- WHAT THE TASK REQUIRES
All records must be quoted exactly. Omit the pictures.

- GIVEN INFORMATION
┏━━

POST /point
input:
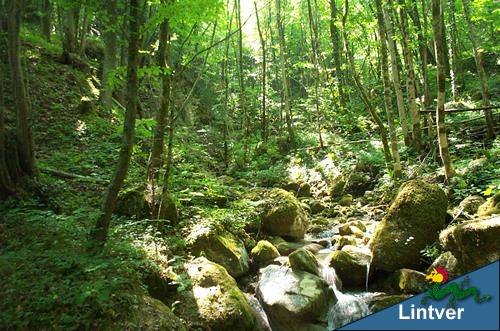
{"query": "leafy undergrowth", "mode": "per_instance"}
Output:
(50, 282)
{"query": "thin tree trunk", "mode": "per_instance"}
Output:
(313, 29)
(364, 94)
(439, 40)
(410, 78)
(45, 18)
(155, 159)
(483, 81)
(6, 183)
(336, 52)
(24, 137)
(263, 125)
(384, 66)
(99, 233)
(241, 77)
(69, 28)
(284, 74)
(110, 47)
(396, 80)
(422, 43)
(453, 50)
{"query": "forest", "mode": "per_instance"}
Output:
(276, 165)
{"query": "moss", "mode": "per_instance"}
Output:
(411, 223)
(220, 302)
(220, 247)
(263, 253)
(490, 207)
(284, 216)
(304, 260)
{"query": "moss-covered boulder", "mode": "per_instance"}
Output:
(283, 215)
(286, 247)
(450, 262)
(221, 305)
(263, 254)
(354, 228)
(304, 260)
(148, 314)
(350, 266)
(405, 281)
(471, 204)
(294, 300)
(490, 207)
(221, 247)
(412, 222)
(382, 301)
(474, 243)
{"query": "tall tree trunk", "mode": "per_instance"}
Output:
(410, 78)
(396, 80)
(263, 125)
(284, 74)
(45, 8)
(453, 49)
(483, 81)
(6, 183)
(364, 94)
(155, 159)
(439, 40)
(384, 66)
(109, 36)
(336, 52)
(315, 51)
(24, 137)
(69, 21)
(99, 233)
(241, 78)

┗━━

- PROBLEM SOLUTION
POST /point
input:
{"query": "leafy undergrowth", "mode": "per_instance"}
Output:
(50, 282)
{"query": "thin tree trunk", "mode": "per_instance"}
Output:
(313, 29)
(364, 94)
(439, 40)
(410, 78)
(45, 18)
(155, 159)
(483, 81)
(6, 183)
(336, 52)
(24, 137)
(263, 125)
(384, 66)
(99, 233)
(241, 77)
(69, 28)
(284, 74)
(110, 47)
(396, 80)
(422, 43)
(453, 50)
{"query": "forest", "mode": "per_instance"}
Output:
(276, 165)
{"query": "moss", "mode": "per_instance"}
Output:
(411, 223)
(220, 302)
(220, 247)
(263, 253)
(490, 207)
(284, 216)
(304, 260)
{"query": "moss-covered boulder", "mode": "per_instance"}
Output:
(283, 215)
(286, 247)
(450, 262)
(221, 305)
(263, 254)
(354, 228)
(304, 260)
(148, 314)
(350, 266)
(405, 281)
(471, 204)
(294, 300)
(490, 207)
(221, 247)
(412, 222)
(382, 301)
(474, 243)
{"query": "tall tree trunk", "mode": "per_instance"}
Output:
(410, 78)
(396, 80)
(263, 125)
(284, 74)
(45, 8)
(453, 49)
(483, 81)
(6, 183)
(364, 94)
(155, 159)
(439, 40)
(384, 66)
(109, 36)
(336, 52)
(315, 51)
(24, 137)
(69, 21)
(99, 233)
(241, 78)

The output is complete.